◆ **EXTRAIT FOURNI**
****

Joséphine NDIONE, Benoît LECOMTE

04 / 1998

Joséphine Ndione, Secrétaire Générale du GRAIF (Groupe de Recherche et d’Appui aux Initiatives Féminines) : "Je peux dire que l’aide apportée a beaucoup renforcé la place des femmes dans la société parce qu’elles ont accès au crédit, et grâce à ce crédit, elles peuvent entreprendre des activités économiques : le petit commerce, la commercialisation des produits, la vente des produits artisanaux. Ou bien entreprendre des actions de saison sèche comme le maraîchage ou la transformation des produits. Ces revenus-là leur donnent beaucoup de possibilités de vendre, de se déplacer, d’acheter et de négocier avec d’autres groupements ou d’autres villages.

Si on observe la femme actuelle et qu’on compare avec celle d’il y a 15 ou 20 ans, on se rend compte que l’aide a renforcé nettement leur place. Celle qui vend est capable d’assurer au moins la dépense quotidienne. Ou bien elle est capable de payer la scolarisation de son enfant. Ou bien elle est capable de cotiser pour la mutuelle de santé ou d’acheter un sac de riz ou un complément de mil. Ainsi, vis à vis de son mari, elle a beaucoup plus de poids, elle est beaucoup plus considérée parce que le mari se rend compte de tout ce qu’elle apporte dans la famille.

****

◆ **CONSIGNES ET EXERCICES**
[A] Réécrivez le passage de l'extrait commençant par "Joséphine Ndione, Secrétaire" et se terminant par "ou d’autres villages.", en mettant "microcrédit" à la place de "crédit".
[B] Résumez l'extrait en deux phrases.
[C] D'après l'extrait, que signifie le sigle GRAIF ?

◆ **DONNÉES**
****

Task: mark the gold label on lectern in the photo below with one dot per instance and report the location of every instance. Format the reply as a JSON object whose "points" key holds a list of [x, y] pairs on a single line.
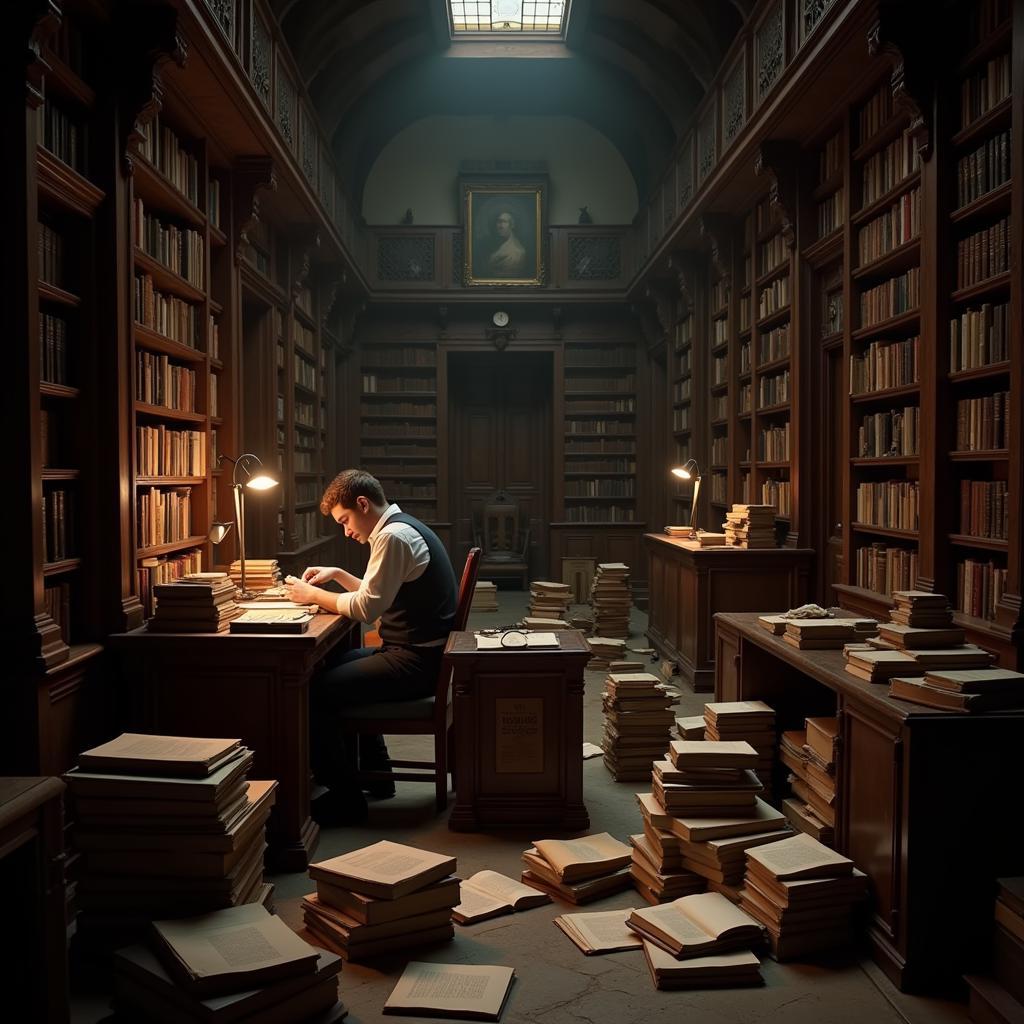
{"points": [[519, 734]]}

****

◆ **CORRIGÉ DES EXERCICES**
[A]
Joséphine Ndione, Secrétaire Générale du GRAIF (Groupe de Recherche et d’Appui aux Initiatives Féminines) : "Je peux dire que l’aide apportée a beaucoup renforcé la place des femmes dans la société parce qu’elles ont accès au microcrédit, et grâce à ce microcrédit, elles peuvent entreprendre des activités économiques : le petit commerce, la commercialisation des produits, la vente des produits artisanaux. Ou bien entreprendre des actions de saison sèche comme le maraîchage ou la transformation des produits. Ces revenus-là leur donnent beaucoup de possibilités de vendre, de se déplacer, d’acheter et de négocier avec d’autres groupements ou d’autres villages.

[B] Selon Joséphine Ndione, secrétaire générale du GRAIF, l'aide a renforcé la place des femmes en leur ouvrant l'accès au crédit, qui leur permet d'entreprendre des activités économiques comme le petit commerce, le maraîchage ou la transformation des produits. Grâce à ces revenus, elles peuvent prendre en charge des dépenses familiales comme la dépense quotidienne, la scolarisation d'un enfant ou la mutuelle de santé, et elles ont ainsi beaucoup plus de poids vis-à-vis de leur mari.

[C] Groupe de Recherche et d'Appui aux Initiatives Féminines.